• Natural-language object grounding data
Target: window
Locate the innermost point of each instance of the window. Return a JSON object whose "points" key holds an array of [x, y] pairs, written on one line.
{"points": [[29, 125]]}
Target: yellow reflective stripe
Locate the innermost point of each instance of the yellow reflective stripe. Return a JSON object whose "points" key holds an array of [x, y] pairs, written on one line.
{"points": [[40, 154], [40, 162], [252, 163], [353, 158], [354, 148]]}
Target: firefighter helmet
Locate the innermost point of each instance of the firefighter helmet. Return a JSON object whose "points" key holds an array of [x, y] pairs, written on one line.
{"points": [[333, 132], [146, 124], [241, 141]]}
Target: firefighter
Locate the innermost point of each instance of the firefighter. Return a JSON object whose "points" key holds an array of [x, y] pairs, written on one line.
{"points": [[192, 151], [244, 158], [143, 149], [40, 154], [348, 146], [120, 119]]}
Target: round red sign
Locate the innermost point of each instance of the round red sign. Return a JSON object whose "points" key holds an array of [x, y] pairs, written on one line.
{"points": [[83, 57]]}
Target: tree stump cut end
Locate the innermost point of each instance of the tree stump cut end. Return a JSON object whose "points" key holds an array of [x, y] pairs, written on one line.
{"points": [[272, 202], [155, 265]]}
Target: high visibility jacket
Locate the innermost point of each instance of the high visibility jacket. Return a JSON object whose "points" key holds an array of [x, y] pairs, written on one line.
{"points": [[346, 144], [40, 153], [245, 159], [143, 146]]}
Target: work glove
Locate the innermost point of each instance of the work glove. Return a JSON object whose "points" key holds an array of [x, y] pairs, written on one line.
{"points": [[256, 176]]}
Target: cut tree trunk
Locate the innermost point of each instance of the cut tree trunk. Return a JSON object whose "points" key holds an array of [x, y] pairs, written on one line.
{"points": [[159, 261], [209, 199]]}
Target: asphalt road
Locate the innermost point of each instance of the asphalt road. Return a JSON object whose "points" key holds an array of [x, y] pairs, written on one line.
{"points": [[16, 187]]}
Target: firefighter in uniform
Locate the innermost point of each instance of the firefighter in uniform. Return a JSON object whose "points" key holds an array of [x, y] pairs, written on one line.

• What you have to do
Reproduce the records above exactly.

• Solved problem
Target: window
Locate the innermost point of each instance of the window. Return a JSON object whose "points" key holds an array of [x, y] pairs, written on one line.
{"points": [[29, 125]]}
Target: yellow reflective stripe
Locate the innermost point of each instance of the yellow reflective stripe. Return a JSON object whose "points" key holds an array of [x, y] pairs, written on one line.
{"points": [[40, 154], [40, 162], [252, 163], [353, 158], [354, 148]]}
Target: firefighter helmet
Locate the innermost point of each instance of the firefighter helmet. Return a JSON object whose "points" key holds an array of [x, y] pairs, written on one line.
{"points": [[333, 132], [146, 124], [241, 141]]}
Target: firefighter
Locate the innermost point of each instance of the firefighter. Return a JSON object whose "points" key holds an array of [x, y] pairs, written on one line.
{"points": [[192, 151], [244, 158], [143, 149], [40, 154], [348, 146], [120, 119]]}
Target: round red sign
Locate the innermost point of each instance of the round red sign. Return a JSON object whose "points" key holds an array of [x, y] pairs, written on one line.
{"points": [[83, 57]]}
Target: tree stump cut end
Locate the innermost point of each instance of the tree stump cut end. Return a JSON object whose "points" key holds an array of [x, y] pairs, written on one line.
{"points": [[272, 202], [155, 265]]}
Target: high visibility jacket
Locate the innermost point of each instance of the high visibility jacket. Return a JSON object whose "points" key holds an array of [x, y] pairs, written on one line.
{"points": [[346, 144], [40, 153], [245, 159], [143, 146]]}
Target: work glove
Locate the innermost point of each instance of the work glove. Return a JSON object whose "points" key holds an array of [x, y] pairs, written on one line.
{"points": [[256, 176]]}
Target: cut tree trunk
Locate the innermost point of each instance of the cut tree trunk. Return a JSON object whose "points" key holds an array of [x, y] pairs, written on one line.
{"points": [[159, 261], [209, 199]]}
Target: asphalt road
Locate the innermost point of each instance of the asphalt road. Return a JSON object whose "points" key holds an array of [x, y] pairs, written on one line.
{"points": [[16, 187]]}
Target: firefighter in uniform
Locate the innermost point of each instance of the firefighter in uniform. Return a JSON object whose "points" key holds an array of [x, y] pairs, written on one line.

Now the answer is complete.